Request:
Locate each line in the material below that contains the word "every" and copy those lines out in full.

Supplied information:

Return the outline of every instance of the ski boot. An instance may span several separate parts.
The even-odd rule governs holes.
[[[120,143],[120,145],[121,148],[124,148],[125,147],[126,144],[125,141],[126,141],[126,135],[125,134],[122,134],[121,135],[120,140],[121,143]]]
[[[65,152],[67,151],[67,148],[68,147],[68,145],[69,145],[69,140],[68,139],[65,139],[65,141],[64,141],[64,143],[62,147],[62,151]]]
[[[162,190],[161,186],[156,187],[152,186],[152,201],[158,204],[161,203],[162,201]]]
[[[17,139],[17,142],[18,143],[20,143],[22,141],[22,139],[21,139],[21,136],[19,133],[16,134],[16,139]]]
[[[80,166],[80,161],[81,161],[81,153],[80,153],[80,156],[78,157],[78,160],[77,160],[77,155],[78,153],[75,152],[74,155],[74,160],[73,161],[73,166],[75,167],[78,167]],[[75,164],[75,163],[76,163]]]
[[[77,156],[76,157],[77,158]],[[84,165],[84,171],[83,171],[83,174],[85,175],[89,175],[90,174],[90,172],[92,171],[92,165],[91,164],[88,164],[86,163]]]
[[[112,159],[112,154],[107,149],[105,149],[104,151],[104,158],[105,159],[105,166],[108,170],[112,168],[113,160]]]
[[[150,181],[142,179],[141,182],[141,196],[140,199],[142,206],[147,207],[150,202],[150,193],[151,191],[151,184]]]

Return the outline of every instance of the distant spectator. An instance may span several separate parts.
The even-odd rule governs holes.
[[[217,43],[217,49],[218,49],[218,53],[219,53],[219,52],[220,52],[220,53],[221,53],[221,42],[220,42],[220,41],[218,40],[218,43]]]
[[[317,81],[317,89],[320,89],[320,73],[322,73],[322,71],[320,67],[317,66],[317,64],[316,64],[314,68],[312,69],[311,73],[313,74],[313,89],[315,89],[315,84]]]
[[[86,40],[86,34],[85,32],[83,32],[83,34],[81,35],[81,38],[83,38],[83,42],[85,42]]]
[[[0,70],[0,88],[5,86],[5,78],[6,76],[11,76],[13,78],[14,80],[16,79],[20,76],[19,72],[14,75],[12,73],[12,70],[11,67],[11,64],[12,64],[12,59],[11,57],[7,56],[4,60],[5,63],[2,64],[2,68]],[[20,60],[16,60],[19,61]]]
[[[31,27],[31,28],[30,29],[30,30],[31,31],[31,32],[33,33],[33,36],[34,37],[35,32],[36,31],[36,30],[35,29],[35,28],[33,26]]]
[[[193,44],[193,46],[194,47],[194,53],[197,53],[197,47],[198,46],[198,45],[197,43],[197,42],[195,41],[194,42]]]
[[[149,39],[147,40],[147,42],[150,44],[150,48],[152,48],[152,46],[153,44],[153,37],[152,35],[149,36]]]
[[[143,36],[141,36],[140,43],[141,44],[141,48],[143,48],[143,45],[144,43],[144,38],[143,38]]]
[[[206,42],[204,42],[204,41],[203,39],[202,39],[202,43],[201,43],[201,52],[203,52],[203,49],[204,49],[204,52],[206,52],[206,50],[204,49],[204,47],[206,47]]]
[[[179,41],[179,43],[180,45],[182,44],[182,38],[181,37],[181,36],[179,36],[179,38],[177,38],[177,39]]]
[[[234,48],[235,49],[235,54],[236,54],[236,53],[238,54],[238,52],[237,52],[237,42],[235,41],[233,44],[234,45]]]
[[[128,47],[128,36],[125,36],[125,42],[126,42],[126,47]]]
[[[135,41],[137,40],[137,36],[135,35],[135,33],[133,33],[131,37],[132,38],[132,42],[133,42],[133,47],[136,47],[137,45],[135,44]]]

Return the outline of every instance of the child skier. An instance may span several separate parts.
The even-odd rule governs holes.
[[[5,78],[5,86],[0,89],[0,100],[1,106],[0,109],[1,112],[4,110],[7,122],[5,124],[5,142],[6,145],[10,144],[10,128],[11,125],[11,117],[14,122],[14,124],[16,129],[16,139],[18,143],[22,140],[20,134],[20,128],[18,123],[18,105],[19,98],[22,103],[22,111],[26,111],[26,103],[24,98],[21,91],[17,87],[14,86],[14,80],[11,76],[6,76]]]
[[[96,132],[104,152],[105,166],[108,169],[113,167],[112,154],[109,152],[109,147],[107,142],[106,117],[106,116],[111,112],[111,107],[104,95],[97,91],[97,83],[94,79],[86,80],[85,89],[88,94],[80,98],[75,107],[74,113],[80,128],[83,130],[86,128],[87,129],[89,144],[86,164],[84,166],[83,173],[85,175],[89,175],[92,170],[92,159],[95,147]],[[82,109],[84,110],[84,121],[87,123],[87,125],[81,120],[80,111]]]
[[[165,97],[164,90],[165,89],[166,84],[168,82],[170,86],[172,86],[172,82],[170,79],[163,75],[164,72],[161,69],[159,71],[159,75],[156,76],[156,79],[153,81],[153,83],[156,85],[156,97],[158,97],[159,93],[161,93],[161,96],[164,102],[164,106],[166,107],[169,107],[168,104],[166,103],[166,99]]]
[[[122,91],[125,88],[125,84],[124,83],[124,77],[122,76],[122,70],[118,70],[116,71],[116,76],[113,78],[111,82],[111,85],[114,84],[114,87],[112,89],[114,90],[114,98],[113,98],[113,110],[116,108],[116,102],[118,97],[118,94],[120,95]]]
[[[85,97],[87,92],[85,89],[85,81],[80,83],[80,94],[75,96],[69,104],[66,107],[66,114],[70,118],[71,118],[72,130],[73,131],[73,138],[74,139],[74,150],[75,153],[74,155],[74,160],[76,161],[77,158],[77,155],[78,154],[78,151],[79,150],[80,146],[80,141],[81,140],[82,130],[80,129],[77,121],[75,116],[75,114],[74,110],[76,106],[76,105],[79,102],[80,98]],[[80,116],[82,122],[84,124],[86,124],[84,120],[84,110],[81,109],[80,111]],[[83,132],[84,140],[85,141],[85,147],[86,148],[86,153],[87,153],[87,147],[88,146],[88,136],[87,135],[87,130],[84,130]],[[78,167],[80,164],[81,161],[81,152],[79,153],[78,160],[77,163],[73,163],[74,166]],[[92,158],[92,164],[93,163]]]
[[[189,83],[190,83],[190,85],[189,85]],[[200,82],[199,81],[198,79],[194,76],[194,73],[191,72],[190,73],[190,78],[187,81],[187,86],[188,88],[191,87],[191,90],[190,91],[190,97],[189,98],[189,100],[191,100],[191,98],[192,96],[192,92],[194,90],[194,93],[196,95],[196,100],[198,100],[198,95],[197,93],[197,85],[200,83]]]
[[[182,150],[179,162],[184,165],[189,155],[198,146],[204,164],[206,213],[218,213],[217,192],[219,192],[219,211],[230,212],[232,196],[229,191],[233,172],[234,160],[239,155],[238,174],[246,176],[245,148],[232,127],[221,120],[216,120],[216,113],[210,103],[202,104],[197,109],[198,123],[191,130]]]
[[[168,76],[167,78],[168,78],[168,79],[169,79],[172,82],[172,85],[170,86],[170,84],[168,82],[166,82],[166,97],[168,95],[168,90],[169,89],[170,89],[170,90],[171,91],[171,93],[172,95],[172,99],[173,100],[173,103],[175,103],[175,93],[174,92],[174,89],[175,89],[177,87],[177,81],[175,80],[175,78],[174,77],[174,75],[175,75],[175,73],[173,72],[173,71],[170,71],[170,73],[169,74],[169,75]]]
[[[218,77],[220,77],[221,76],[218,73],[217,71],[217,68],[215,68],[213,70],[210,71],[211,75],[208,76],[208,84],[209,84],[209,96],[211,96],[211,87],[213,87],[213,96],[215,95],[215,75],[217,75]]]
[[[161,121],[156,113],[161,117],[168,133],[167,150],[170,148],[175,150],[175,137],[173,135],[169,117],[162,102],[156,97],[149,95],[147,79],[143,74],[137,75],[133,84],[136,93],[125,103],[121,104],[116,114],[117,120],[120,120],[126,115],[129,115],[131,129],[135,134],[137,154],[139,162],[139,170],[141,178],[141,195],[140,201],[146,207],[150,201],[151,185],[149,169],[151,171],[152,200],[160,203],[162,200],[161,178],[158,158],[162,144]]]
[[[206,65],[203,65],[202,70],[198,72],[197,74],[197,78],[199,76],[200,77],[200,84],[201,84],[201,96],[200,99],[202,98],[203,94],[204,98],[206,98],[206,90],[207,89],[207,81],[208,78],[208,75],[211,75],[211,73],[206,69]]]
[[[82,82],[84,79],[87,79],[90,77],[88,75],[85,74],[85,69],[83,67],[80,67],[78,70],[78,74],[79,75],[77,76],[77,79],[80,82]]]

Reply:
Return the outline of every instance of the ski boot. An instance may span several separate parts.
Return the outline of every instance of the distant spectator. An instance may span several separate parts.
Return the outline of every instance of the child skier. An instance may span several separate parts.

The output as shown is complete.